能把下面的全部数据逐行原样抄写一遍吗？答案里不要放图片。
##########
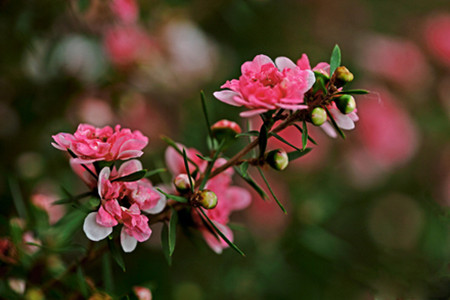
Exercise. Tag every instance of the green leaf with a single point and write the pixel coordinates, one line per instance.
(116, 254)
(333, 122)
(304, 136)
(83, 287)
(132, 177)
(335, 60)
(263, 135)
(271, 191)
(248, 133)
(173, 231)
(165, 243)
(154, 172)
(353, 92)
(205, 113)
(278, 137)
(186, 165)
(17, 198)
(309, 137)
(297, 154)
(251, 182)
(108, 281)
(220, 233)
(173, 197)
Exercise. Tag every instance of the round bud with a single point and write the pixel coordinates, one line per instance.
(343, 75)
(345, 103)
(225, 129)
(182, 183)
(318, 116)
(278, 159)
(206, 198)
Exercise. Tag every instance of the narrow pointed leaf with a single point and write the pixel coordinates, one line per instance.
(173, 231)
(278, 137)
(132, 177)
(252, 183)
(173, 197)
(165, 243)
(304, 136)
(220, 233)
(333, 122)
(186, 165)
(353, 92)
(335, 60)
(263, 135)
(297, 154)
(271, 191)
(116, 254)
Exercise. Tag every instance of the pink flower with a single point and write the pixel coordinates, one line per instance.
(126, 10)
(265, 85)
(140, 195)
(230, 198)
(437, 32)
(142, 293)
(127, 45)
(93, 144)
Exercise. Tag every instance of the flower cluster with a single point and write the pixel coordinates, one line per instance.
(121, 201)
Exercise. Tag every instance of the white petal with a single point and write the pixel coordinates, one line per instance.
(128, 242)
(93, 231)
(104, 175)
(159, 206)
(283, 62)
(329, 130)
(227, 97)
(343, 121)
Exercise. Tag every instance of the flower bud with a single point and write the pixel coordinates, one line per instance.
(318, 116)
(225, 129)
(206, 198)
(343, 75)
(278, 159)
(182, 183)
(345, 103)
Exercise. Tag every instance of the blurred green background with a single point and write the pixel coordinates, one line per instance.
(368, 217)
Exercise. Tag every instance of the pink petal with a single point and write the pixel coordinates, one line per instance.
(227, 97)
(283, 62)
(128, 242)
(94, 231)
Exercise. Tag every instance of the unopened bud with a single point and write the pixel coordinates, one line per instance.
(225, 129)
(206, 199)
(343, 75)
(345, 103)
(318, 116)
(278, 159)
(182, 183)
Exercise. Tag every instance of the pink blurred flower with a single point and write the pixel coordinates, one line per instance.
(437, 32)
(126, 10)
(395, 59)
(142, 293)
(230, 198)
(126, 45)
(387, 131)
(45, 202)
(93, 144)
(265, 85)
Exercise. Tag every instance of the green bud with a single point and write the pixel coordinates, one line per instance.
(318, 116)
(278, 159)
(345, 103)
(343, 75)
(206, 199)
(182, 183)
##########
▶ 练习结果
Exercise. Tag every instance of the green leaf with a single point and write the pixel coordinates, one line per instance.
(116, 254)
(333, 122)
(304, 136)
(83, 287)
(132, 177)
(335, 60)
(263, 135)
(271, 191)
(248, 133)
(173, 231)
(165, 243)
(154, 172)
(353, 92)
(205, 113)
(278, 137)
(186, 165)
(17, 198)
(309, 137)
(297, 154)
(251, 182)
(108, 281)
(220, 233)
(173, 197)
Exercise. Tag every instance of the round bud with a single point and write the pixel coordinates, one line per instance.
(343, 75)
(345, 103)
(225, 129)
(182, 183)
(318, 116)
(278, 159)
(206, 198)
Exercise. Tag every instance of the narrow pointed leaf with a single point and write the pixel coordinates, one line per instance.
(173, 231)
(278, 137)
(132, 177)
(252, 183)
(173, 197)
(165, 243)
(304, 136)
(220, 233)
(333, 122)
(186, 165)
(353, 92)
(335, 60)
(263, 135)
(297, 154)
(271, 191)
(116, 254)
Exercise. Tag every instance of the pink flower with a single point and write the pixel coordinates, one line per instance.
(126, 10)
(265, 85)
(140, 195)
(230, 198)
(437, 32)
(142, 293)
(127, 45)
(93, 144)
Exercise. Tag every instance of the flower cluster with a single point and write the pixel coordinates, one line per instance.
(121, 201)
Exercise. Tag every instance of the white petal with a single point and write the pixel coordinates, one line per instance.
(128, 242)
(93, 231)
(104, 175)
(159, 206)
(283, 62)
(329, 130)
(227, 97)
(343, 121)
Exercise. Tag every instance of the flower bud with a single point and write the pixel coordinates, one line per instance.
(318, 116)
(225, 129)
(206, 198)
(343, 75)
(278, 159)
(182, 183)
(345, 103)
Exercise. Tag every instance of the blurred green background with a single point and write the pixel coordinates, one line per instance.
(368, 217)
Exercise. Tag every instance of the pink petal with a single point and write the pixel coordinates, one line per instance.
(227, 97)
(283, 62)
(128, 242)
(94, 231)
Exercise. Tag every instance of the unopened bud with a single point and write the pixel coordinates, one line per instance.
(225, 129)
(206, 199)
(343, 75)
(345, 103)
(318, 116)
(278, 159)
(182, 183)
Exercise. Tag every instance of the pink blurred flower with a single point and write the pixel coordinates, one line per instance.
(437, 32)
(126, 10)
(395, 59)
(142, 293)
(230, 198)
(126, 45)
(387, 131)
(45, 202)
(93, 144)
(265, 85)
Exercise. Tag every instance of the green bud with a single point and write the pixel coordinates, one line per instance.
(318, 116)
(278, 159)
(345, 103)
(343, 75)
(206, 199)
(182, 183)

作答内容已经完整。